*THE PROBLEM*
Reproduce the records word for word, from the first line through the line holding "[(10, 162)]", inclusive.

*MATERIAL FOR THE TASK*
_ _ _ _ _

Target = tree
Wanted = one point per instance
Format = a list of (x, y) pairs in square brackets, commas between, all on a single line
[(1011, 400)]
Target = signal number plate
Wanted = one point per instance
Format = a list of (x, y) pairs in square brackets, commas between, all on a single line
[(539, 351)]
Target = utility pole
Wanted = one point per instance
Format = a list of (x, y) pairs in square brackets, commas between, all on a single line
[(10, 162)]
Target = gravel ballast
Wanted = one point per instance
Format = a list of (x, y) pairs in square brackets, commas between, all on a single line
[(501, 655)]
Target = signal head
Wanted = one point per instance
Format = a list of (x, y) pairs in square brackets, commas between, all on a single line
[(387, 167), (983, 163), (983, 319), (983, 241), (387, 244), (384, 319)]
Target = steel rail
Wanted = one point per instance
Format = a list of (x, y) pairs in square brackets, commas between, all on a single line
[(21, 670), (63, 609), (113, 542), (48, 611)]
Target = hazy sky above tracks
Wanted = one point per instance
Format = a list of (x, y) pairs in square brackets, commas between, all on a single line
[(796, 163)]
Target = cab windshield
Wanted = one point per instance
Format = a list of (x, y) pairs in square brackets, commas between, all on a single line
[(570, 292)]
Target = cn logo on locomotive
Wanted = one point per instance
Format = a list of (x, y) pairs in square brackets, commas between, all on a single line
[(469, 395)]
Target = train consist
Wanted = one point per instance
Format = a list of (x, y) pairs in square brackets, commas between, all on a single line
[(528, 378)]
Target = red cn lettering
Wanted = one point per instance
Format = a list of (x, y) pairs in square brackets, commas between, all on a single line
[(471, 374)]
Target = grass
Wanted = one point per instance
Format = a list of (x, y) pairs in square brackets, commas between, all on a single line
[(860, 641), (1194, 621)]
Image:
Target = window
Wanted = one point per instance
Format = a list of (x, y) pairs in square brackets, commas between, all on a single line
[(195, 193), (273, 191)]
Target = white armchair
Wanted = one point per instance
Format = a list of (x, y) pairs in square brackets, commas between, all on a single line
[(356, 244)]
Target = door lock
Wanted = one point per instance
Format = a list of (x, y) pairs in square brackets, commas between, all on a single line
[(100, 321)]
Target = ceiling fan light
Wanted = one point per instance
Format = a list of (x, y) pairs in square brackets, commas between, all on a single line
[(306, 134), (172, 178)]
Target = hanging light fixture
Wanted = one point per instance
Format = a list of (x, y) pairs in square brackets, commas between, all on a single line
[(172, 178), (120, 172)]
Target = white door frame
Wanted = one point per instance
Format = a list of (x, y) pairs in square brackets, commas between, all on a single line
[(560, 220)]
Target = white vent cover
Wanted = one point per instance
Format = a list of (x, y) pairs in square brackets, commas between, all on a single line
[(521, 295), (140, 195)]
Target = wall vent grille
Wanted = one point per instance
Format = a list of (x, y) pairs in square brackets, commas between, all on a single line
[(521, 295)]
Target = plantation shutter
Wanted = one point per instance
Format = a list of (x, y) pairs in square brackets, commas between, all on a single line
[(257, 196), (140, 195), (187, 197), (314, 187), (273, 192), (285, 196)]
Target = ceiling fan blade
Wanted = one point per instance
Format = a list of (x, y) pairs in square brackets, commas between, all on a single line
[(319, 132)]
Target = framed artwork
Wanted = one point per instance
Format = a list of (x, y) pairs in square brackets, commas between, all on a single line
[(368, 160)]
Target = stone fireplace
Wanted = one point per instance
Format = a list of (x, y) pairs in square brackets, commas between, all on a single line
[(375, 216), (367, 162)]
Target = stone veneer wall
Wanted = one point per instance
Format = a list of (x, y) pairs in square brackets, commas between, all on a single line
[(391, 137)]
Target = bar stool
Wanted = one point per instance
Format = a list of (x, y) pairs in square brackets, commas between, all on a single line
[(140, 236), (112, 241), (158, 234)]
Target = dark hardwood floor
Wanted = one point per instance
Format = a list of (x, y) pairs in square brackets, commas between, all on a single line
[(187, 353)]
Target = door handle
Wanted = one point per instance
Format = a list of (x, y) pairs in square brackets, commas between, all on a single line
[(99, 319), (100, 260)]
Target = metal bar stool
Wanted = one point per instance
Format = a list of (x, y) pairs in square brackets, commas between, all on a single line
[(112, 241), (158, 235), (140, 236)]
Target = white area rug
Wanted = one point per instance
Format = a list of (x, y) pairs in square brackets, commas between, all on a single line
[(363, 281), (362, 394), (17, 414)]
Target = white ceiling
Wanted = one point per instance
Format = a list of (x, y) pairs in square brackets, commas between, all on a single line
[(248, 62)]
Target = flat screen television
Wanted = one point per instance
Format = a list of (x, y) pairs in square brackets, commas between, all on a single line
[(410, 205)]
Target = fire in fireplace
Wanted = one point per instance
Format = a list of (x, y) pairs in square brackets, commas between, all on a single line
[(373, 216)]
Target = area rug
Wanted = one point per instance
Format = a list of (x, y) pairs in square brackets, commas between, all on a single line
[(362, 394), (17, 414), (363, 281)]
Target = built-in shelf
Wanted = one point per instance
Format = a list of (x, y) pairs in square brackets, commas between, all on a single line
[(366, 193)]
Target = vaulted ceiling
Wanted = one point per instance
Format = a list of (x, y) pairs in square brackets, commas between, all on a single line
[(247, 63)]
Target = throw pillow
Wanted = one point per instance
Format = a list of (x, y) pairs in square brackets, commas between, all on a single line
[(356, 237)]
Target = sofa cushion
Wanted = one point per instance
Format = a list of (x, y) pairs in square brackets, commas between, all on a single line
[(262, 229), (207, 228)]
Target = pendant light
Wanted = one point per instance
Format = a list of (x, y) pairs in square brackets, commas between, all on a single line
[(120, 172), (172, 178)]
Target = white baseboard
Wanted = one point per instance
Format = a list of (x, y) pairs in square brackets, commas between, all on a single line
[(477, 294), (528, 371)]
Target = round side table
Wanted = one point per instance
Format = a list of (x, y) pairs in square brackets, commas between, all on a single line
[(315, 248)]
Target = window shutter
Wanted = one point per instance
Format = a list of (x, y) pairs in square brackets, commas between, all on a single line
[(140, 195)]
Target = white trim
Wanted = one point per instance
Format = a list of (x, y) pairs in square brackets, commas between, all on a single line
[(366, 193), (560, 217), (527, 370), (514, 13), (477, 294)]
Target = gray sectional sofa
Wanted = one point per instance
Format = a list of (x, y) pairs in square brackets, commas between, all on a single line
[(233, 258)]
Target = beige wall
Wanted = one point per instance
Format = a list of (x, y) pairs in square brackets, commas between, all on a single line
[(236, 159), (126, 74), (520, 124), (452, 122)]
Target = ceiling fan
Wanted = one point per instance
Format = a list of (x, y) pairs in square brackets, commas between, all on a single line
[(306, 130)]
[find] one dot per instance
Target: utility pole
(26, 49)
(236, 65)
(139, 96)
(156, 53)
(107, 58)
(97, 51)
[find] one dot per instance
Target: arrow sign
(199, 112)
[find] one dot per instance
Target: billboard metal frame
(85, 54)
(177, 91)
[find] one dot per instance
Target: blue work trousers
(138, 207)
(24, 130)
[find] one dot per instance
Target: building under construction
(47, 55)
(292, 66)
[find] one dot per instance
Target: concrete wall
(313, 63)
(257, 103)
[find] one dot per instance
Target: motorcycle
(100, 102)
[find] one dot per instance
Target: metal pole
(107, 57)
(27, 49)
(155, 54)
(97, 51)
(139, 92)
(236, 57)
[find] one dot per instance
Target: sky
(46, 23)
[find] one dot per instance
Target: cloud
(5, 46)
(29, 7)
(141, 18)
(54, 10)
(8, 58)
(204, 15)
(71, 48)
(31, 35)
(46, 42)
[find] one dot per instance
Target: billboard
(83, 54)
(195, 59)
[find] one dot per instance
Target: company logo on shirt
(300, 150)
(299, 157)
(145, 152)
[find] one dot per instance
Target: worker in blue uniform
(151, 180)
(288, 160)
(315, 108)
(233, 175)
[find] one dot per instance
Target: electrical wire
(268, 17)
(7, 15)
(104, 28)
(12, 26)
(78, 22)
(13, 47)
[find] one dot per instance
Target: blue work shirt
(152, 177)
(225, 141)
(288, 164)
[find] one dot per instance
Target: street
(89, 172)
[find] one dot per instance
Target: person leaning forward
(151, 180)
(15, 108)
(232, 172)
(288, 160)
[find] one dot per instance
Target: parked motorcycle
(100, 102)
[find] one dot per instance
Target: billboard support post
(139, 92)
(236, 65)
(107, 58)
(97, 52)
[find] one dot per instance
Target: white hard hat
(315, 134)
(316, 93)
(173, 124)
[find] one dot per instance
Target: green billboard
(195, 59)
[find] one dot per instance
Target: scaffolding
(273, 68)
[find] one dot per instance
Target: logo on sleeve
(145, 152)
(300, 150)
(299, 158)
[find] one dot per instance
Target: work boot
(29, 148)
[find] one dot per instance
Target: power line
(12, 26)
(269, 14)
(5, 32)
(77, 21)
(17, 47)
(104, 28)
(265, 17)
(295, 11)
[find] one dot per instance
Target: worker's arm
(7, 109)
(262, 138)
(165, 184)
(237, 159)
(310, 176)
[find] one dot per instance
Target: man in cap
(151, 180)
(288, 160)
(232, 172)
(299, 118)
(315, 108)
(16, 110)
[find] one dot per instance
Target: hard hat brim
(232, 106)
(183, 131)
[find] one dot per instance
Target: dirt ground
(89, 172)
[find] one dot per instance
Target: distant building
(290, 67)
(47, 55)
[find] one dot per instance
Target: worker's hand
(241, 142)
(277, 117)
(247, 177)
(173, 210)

_ _ _ _ _

*RESULT OF THE EXERCISE*
Target = tree
Wanted = one point per instance
Format = a list of (x, y) pairs in square brackets, commas between, all on a single line
[(1011, 400)]
Target = signal number plate
Wanted = one point per instance
Format = a list of (x, y) pairs in square brackets, commas between, all on a single line
[(539, 351)]
Target = utility pole
Wanted = one point per instance
Format = a list of (x, y) pairs in square brackets, commas between, all on a single line
[(10, 162)]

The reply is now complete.